━━━ SOURCE MATERIAL

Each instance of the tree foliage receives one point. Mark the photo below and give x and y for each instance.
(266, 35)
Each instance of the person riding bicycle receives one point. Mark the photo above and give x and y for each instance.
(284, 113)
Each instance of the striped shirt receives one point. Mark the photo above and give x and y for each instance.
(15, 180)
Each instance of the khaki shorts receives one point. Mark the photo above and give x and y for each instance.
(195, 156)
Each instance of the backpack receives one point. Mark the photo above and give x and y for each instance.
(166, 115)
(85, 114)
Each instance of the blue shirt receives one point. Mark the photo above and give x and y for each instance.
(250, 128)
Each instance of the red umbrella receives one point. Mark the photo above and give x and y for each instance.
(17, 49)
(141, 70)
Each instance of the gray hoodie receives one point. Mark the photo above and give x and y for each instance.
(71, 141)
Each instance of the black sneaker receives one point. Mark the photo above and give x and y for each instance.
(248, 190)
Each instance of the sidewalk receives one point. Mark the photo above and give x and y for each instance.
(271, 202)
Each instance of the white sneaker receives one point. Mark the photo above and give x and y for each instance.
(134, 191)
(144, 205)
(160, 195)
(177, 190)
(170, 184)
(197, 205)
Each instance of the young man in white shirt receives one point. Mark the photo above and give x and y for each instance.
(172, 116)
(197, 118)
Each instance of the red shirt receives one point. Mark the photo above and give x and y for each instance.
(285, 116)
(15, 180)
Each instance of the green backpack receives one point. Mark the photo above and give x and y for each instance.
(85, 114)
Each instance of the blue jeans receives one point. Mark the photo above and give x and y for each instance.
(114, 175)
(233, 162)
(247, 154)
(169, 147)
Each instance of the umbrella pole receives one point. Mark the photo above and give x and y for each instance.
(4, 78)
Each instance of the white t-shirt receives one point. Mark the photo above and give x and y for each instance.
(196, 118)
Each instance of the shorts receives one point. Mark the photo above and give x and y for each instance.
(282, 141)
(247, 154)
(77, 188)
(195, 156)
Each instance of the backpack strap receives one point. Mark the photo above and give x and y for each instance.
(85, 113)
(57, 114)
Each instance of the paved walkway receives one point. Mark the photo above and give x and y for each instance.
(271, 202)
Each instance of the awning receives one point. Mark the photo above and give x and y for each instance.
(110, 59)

━━━━━━

Rewrite every entry above as a Markdown table with the columns "Row" and "Line". Give each line its own numbered row and leave out blank lines.

» **SOLUTION FOR THIS TASK**
| Row | Line |
|---|---|
| 1 | Each instance of the tree foliage receives one point. Mark the photo below and give x and y for each instance. |
| 2 | (266, 35) |
| 3 | Each instance of the person riding bicycle receives one point. Mark the photo above and give x and y for each instance. |
| 4 | (284, 113) |
| 5 | Each instance of the striped shirt receives one point. Mark the photo above and give x and y for each instance. |
| 6 | (15, 180) |
| 7 | Each instance of the khaki shorts receives one point. Mark the photo above and give x and y for each instance. |
| 8 | (195, 156) |
| 9 | Each instance of the backpack receives one point. Mark the photo above and give x and y for each instance. |
| 10 | (166, 115) |
| 11 | (85, 114) |
| 12 | Each instance of the blue shirt receives one point. Mark the photo above and give x and y for each instance. |
| 13 | (250, 128) |
| 14 | Each instance of the red umbrella receives one point. Mark the photo above and give x and y for each instance. |
| 15 | (17, 49) |
| 16 | (141, 70) |
| 17 | Each instance of the gray hoodie receives one point. Mark the photo above and give x and y for each instance. |
| 18 | (71, 141) |
| 19 | Each instance of the black sneaker receives one point. Mark the photo above and give x and y for each instance. |
| 20 | (248, 190) |
| 21 | Each instance of the sidewalk receives one point. Mark the photo above and give x and y for each instance. |
| 22 | (271, 202) |
| 23 | Each instance of the white sneaker receives one point. Mark the photo above and give x and y for each instance. |
| 24 | (134, 191) |
| 25 | (144, 205) |
| 26 | (160, 195) |
| 27 | (177, 190) |
| 28 | (170, 184) |
| 29 | (197, 205) |
| 30 | Each instance of the young man in white shirt receives one point. Mark the photo above and give x and y for each instance. |
| 31 | (172, 116) |
| 32 | (197, 118) |
| 33 | Each instance of the red shirt receives one point. Mark the photo above and give x and y for each instance. |
| 34 | (285, 116) |
| 35 | (15, 180) |
| 36 | Each instance of the green backpack receives one point. Mark the photo above and give x and y for each instance. |
| 37 | (85, 114) |
| 38 | Each instance of the blue jeans receives one point. Mark the photo above and give x and y for each instance. |
| 39 | (114, 175) |
| 40 | (233, 162) |
| 41 | (247, 154) |
| 42 | (169, 147) |
| 43 | Each instance of the umbrella pole receives one point. Mark the photo above and give x and y for each instance. |
| 44 | (4, 78) |
| 45 | Each instance of the white t-shirt receives one point. Mark the photo above and give x and y for each instance. |
| 46 | (196, 118) |
| 47 | Each instance of the shorts receives one point. Mark the photo above and give x and y for each instance. |
| 48 | (282, 141) |
| 49 | (247, 154) |
| 50 | (77, 188) |
| 51 | (195, 156) |
| 52 | Each instance of the backpack strap receives one point. Mark the photo above and give x and y for each instance. |
| 53 | (85, 113) |
| 54 | (57, 114) |
| 55 | Each instance of the paved walkway receives one point. Mark the photo above and give x and y for each instance. |
| 56 | (271, 202) |
| 57 | Each instance of the awning receives one point. Mark the photo above and give x and y for each instance. |
| 58 | (110, 59) |